# [Given problem]
Render as a numbered list the lines starting with the one containing "the white balloon" and going on through the one containing "[(514, 329)]", skipping any blank lines and including no other lines.

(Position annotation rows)
□ □ □
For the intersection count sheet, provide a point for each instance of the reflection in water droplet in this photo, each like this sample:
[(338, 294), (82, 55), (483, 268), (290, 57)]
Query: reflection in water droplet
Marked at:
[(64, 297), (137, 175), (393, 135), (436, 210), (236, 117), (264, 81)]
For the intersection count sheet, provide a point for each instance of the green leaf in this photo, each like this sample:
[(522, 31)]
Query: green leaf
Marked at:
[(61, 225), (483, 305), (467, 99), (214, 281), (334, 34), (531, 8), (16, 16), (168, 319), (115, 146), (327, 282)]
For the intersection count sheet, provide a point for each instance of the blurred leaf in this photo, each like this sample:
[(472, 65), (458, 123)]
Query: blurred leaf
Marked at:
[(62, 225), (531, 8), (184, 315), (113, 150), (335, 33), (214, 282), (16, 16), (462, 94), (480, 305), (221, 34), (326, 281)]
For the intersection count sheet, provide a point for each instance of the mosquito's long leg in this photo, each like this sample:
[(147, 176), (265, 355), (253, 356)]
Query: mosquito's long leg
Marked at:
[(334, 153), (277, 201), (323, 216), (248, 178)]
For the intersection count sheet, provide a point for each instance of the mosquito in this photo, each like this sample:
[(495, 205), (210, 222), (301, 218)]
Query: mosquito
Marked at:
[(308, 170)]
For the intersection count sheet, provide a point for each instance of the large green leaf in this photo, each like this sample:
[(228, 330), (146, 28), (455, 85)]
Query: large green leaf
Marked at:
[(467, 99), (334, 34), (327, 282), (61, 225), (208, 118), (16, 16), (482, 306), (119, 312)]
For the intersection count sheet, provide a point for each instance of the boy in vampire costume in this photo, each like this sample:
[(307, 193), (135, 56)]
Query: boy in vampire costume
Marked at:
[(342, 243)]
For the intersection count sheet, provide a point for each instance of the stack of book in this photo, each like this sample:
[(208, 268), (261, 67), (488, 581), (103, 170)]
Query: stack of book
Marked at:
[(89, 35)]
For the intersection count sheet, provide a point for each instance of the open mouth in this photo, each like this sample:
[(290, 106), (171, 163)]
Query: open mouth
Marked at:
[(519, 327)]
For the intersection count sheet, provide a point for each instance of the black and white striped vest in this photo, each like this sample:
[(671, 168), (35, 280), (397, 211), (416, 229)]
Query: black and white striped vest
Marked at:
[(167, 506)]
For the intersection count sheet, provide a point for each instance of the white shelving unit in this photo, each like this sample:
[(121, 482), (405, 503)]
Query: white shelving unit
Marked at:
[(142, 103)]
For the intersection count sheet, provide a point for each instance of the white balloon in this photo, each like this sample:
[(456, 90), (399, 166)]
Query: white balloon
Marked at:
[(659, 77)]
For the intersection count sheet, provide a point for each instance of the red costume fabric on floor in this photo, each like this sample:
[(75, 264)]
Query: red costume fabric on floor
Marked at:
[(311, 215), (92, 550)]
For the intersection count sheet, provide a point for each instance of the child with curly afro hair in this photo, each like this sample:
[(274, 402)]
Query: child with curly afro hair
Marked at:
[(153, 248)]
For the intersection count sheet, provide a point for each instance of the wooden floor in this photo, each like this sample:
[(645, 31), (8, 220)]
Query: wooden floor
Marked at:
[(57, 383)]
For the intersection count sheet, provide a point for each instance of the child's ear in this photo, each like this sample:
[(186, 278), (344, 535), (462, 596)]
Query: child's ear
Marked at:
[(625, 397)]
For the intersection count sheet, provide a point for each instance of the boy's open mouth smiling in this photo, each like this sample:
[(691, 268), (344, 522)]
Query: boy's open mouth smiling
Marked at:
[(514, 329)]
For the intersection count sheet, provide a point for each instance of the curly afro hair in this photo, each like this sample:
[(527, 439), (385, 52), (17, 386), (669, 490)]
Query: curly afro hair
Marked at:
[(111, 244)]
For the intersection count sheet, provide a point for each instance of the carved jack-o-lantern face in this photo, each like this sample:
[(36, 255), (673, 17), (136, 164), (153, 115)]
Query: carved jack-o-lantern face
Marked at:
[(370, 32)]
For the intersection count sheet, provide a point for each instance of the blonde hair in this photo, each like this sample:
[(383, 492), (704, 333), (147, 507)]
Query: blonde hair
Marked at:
□ □ □
# [Result of this task]
1. For the intersection count sheet, provide a point for each instance of the white balloon in this photo, each like this sample:
2. [(456, 90), (399, 166)]
3. Query: white balloon
4. Marked at:
5. [(659, 77)]
6. For the intersection count sheet, provide a point for each instance of the red costume fabric on floor in this photo, each like this sample:
7. [(75, 264)]
8. Query: red costume fabric on floor
9. Marked at:
10. [(311, 215), (92, 550)]
11. For the intersection count sheet, provide a point for each instance of the child with curly afro hair in this photo, each like this sample:
12. [(274, 402)]
13. Query: child with curly afro hair
14. Marked at:
15. [(153, 248)]
16. For the intersection count sheet, provide a point for each instance of the wooden floor in this photo, each like this sample:
17. [(645, 31), (8, 220)]
18. Query: wooden floor
19. Marked at:
20. [(57, 383)]
21. For the intersection count sheet, provide a point for each instance of the child's ear in this photo, each like this sample:
22. [(186, 278), (344, 535), (462, 596)]
23. Query: child's ear
24. Marked at:
25. [(625, 397)]
26. For the intersection count sheet, provide a point for each instance of the boy's open mouth smiling in this photo, each like this sample:
27. [(691, 268), (344, 522)]
28. Query: boy's open mouth smiling
29. Marked at:
30. [(514, 329)]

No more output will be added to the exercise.